╭─ TEXT PASSAGE
The Abuse Crisis and Antinomianism
On May 23 of this year, Pope Francis released the Apostolic Constitution Pascite gregem Dei, which formally changed Book VI of the Code of Canon Law as it relates to sanctions in the Church. Notably, the changes to Book VI strengthen Church discipline regarding clerical abuse and other crimes, requiring that bishops initiate penal proceedings in instances where the previous law did not.
Rather than going over each canonical change, I refer the reader to an analysis of the new canons published in The Pillar. What I would like to specifically address instead is the Holy Father's message in Pascite gregem Dei. Pope Francis writes:
In the past, great damage was done by a failure to appreciate the close relationship existing in the Church between the exercise of charity and recourse — where circumstances and justice so require — to disciplinary sanctions. This manner of thinking — as we have learned from experience — risks leading to tolerating immoral conduct, for which mere exhortations or suggestions are insufficient remedies. This situation often brings with it the danger that over time such conduct may become entrenched, making correction more difficult and in many cases creating scandal and confusion among the faithful.
╰─
╭─ RAW DATA
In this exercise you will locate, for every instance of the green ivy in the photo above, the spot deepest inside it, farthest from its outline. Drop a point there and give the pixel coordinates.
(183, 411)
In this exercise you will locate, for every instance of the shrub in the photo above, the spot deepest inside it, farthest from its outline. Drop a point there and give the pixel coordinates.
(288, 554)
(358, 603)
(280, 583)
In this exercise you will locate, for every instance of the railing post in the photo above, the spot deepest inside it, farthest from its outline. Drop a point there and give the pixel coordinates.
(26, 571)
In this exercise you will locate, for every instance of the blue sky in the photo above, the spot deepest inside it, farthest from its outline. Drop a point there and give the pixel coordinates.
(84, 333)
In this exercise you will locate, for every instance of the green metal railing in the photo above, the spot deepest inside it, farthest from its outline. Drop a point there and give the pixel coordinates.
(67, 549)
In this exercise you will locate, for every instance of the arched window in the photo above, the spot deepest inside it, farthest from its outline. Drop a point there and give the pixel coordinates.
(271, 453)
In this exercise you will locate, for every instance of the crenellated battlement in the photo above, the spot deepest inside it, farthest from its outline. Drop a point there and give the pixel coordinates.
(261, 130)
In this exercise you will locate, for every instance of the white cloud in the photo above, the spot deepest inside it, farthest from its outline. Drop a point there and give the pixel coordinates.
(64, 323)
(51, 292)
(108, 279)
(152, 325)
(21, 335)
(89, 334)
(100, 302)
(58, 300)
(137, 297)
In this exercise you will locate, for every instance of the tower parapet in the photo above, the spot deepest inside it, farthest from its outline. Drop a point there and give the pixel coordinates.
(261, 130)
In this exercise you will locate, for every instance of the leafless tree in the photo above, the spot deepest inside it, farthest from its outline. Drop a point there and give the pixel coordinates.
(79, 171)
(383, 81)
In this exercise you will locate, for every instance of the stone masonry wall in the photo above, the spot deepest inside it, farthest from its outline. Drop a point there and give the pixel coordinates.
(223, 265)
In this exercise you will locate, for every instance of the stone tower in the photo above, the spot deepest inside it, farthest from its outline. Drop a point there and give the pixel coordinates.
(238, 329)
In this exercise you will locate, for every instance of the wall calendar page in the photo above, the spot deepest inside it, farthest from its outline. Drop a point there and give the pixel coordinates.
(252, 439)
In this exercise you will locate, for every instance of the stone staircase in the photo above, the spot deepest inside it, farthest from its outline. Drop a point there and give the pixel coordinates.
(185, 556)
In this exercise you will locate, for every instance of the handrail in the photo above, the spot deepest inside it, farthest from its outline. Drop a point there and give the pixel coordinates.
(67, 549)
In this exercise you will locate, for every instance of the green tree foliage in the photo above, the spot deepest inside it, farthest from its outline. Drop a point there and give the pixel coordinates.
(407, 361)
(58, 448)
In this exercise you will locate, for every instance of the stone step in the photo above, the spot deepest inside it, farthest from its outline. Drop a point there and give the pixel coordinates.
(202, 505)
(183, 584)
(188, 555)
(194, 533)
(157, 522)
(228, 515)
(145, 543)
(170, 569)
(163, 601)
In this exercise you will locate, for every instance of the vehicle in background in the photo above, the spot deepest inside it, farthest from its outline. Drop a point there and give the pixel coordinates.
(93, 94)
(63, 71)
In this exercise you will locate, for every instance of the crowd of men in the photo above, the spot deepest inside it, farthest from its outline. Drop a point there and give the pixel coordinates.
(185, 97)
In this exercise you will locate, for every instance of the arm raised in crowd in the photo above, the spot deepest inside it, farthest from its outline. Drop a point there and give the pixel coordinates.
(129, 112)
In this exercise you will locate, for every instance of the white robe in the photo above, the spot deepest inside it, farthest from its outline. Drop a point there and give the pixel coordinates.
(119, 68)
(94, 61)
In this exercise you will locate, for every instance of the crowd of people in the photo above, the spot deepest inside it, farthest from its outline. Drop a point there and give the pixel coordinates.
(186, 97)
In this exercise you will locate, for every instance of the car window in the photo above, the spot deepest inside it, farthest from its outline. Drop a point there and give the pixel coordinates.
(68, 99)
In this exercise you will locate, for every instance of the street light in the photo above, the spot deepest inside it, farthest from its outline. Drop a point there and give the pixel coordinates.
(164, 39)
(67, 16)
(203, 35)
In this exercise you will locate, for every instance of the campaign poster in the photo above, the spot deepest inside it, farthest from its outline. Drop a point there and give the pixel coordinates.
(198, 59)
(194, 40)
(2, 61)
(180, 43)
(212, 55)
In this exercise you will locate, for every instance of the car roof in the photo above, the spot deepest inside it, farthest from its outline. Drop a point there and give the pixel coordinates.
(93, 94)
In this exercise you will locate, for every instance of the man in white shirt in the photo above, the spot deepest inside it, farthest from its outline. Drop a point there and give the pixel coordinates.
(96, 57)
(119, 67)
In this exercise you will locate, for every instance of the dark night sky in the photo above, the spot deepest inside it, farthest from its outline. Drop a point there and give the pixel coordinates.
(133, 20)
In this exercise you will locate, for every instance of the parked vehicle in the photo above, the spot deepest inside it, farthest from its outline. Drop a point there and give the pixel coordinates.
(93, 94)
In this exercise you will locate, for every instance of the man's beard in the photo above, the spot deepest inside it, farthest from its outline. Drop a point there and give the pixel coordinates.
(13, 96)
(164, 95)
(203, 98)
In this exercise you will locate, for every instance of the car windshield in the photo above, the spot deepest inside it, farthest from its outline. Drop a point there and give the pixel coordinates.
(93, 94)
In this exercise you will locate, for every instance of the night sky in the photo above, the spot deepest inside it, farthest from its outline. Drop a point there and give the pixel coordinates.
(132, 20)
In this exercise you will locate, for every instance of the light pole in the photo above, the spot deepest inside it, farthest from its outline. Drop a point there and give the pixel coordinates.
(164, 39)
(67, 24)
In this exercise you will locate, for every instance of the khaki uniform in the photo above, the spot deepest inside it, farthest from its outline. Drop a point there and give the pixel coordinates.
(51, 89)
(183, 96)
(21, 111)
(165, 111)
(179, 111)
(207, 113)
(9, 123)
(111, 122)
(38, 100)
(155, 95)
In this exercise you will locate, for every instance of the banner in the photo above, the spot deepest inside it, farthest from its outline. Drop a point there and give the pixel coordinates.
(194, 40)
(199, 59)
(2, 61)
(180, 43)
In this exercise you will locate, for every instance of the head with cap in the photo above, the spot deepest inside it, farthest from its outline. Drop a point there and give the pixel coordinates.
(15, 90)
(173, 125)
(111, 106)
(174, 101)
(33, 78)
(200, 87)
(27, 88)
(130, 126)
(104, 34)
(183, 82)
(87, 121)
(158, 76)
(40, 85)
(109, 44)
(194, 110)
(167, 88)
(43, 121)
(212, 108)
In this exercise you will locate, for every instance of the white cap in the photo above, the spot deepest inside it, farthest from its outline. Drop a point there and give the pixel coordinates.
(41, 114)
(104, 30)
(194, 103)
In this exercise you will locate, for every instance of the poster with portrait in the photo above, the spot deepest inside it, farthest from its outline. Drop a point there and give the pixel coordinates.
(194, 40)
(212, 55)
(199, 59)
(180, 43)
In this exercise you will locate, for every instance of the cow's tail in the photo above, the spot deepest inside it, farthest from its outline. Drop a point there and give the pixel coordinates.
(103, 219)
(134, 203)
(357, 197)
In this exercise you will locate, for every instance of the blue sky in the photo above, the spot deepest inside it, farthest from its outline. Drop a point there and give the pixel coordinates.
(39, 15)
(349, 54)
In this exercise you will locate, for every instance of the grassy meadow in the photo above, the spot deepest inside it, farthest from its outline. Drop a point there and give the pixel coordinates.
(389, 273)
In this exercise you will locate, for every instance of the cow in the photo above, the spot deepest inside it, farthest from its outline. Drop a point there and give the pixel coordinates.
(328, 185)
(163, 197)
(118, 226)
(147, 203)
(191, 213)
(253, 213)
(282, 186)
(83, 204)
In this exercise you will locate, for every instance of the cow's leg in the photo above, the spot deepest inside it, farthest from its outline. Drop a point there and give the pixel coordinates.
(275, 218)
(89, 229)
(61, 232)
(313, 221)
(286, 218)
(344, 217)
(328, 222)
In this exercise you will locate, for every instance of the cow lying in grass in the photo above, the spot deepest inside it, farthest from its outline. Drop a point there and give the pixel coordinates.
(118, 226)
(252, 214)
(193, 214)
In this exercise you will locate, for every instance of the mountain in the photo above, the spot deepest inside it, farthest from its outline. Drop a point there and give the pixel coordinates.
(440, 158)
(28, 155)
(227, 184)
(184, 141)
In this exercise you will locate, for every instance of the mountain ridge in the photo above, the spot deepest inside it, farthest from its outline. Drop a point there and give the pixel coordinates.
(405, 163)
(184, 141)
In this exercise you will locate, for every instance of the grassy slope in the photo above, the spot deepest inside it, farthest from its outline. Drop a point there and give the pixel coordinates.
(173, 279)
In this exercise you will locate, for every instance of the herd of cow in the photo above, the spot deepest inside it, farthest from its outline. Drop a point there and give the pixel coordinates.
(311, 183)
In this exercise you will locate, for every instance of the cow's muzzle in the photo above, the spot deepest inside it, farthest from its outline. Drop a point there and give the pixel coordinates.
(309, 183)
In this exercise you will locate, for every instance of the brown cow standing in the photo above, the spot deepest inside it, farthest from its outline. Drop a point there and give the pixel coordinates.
╰─
- _PROMPT 1_
From the article on the abuse crisis, extract the passage starting at "The Abuse Crisis" and ending at "law did not.".
- _PROMPT 2_
List every harm that the Pope Francis quotation in the article on the abuse crisis says can follow from failing to use disciplinary sanctions.

- _WRITTEN SOLUTION 1_
The Abuse Crisis and Antinomianism
On May 23 of this year, Pope Francis released the Apostolic Constitution Pascite gregem Dei, which formally changed Book VI of the Code of Canon Law as it relates to sanctions in the Church. Notably, the changes to Book VI strengthen Church discipline regarding clerical abuse and other crimes, requiring that bishops initiate penal proceedings in instances where the previous law did not.

- _WRITTEN SOLUTION 2_
- Tolerating immoral conduct
- Such conduct becoming entrenched over time
- Correction becoming more difficult
- Scandal and confusion among the faithful